→ **Work order**: The response should consist of every line below, unchanged.

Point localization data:
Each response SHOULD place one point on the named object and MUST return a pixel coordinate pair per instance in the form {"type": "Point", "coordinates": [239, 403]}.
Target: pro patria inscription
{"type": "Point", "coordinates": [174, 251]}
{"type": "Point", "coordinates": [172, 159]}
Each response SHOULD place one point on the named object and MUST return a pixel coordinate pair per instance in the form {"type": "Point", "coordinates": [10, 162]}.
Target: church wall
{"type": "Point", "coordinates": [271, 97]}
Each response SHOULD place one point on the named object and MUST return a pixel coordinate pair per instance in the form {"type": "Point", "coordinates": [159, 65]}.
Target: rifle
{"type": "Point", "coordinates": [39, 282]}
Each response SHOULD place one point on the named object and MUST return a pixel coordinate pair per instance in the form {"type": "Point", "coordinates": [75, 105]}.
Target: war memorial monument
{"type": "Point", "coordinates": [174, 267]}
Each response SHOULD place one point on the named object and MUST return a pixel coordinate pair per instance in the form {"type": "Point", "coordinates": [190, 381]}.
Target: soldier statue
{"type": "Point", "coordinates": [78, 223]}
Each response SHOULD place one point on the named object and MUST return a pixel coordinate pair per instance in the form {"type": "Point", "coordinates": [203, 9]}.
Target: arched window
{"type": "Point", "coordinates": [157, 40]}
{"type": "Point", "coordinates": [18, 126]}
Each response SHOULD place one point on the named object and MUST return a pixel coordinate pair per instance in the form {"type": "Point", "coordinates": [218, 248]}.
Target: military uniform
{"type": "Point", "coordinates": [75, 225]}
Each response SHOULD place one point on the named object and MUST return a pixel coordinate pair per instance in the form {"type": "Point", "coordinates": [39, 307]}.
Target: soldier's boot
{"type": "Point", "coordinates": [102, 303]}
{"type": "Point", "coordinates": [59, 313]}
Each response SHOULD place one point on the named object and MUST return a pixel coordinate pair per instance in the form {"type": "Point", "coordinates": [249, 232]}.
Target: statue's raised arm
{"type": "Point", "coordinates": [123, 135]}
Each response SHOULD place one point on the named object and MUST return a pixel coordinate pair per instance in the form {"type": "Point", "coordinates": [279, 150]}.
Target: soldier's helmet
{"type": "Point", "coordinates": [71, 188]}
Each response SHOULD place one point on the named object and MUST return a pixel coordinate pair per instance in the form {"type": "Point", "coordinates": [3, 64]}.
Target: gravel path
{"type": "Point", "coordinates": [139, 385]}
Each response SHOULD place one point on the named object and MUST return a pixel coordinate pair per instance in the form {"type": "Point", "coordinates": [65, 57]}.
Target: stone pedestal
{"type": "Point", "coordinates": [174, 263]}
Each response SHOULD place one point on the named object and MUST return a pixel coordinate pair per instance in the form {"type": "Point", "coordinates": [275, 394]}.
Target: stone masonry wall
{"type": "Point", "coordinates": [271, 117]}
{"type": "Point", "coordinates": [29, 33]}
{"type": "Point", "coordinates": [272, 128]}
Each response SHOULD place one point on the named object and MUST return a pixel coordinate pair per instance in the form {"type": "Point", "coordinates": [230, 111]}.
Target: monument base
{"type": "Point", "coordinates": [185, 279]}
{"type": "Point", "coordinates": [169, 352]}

→ **Task answer**:
Each response SHOULD place one point on the named object and MUST return a pixel coordinate pair per instance in the form {"type": "Point", "coordinates": [239, 403]}.
Target: pro patria inscription
{"type": "Point", "coordinates": [174, 251]}
{"type": "Point", "coordinates": [172, 159]}
Each response SHOULD place one point on the named object and MUST return a pixel coordinate pair per instance in the form {"type": "Point", "coordinates": [10, 162]}.
Target: church wall
{"type": "Point", "coordinates": [271, 97]}
Each response SHOULD place one point on the named object and MUST return a pixel coordinate pair per instance in the form {"type": "Point", "coordinates": [159, 65]}.
Target: rifle
{"type": "Point", "coordinates": [39, 282]}
Each response SHOULD place one point on the named object and MUST return a pixel coordinate pair per instance in the form {"type": "Point", "coordinates": [75, 105]}.
Target: war memorial monument
{"type": "Point", "coordinates": [174, 267]}
Each response SHOULD place one point on the named object and MUST return a pixel coordinate pair per instance in the form {"type": "Point", "coordinates": [190, 381]}.
Target: soldier statue
{"type": "Point", "coordinates": [78, 223]}
Each response SHOULD place one point on the named object and MUST return a pixel coordinate pair per instance in the form {"type": "Point", "coordinates": [203, 9]}.
Target: arched window
{"type": "Point", "coordinates": [157, 40]}
{"type": "Point", "coordinates": [18, 126]}
Each response SHOULD place one point on the named object and MUST return a pixel coordinate pair per instance in the form {"type": "Point", "coordinates": [218, 248]}.
Target: military uniform
{"type": "Point", "coordinates": [75, 225]}
Each response SHOULD place one point on the named object and MUST return a pixel coordinate pair per instance in the form {"type": "Point", "coordinates": [39, 307]}.
Target: soldier's boot
{"type": "Point", "coordinates": [102, 303]}
{"type": "Point", "coordinates": [59, 313]}
Each response SHOULD place one point on the named object and MUST return a pixel coordinate pair per instance in the form {"type": "Point", "coordinates": [249, 232]}.
Target: statue's raised arm
{"type": "Point", "coordinates": [123, 135]}
Each response SHOULD place one point on the named object and MUST return a pixel coordinate pair per instance in the form {"type": "Point", "coordinates": [279, 150]}.
Target: soldier's helmet
{"type": "Point", "coordinates": [71, 188]}
Each response SHOULD place one point on the named object and MUST return a pixel coordinate pair per instance in the form {"type": "Point", "coordinates": [3, 64]}.
Target: gravel path
{"type": "Point", "coordinates": [139, 385]}
Each response SHOULD place one point on the named object and MUST return a pixel coordinate pair per instance in the form {"type": "Point", "coordinates": [65, 57]}.
Target: stone pedestal
{"type": "Point", "coordinates": [174, 263]}
Each response SHOULD place one point on the named object and MUST return a pixel coordinate pair per instance in the form {"type": "Point", "coordinates": [275, 394]}.
Target: stone masonry wall
{"type": "Point", "coordinates": [271, 117]}
{"type": "Point", "coordinates": [29, 33]}
{"type": "Point", "coordinates": [272, 128]}
Each response SHOULD place one point on the named object and MUST return a pixel coordinate pair per instance in the form {"type": "Point", "coordinates": [230, 111]}.
Target: monument base
{"type": "Point", "coordinates": [185, 279]}
{"type": "Point", "coordinates": [169, 352]}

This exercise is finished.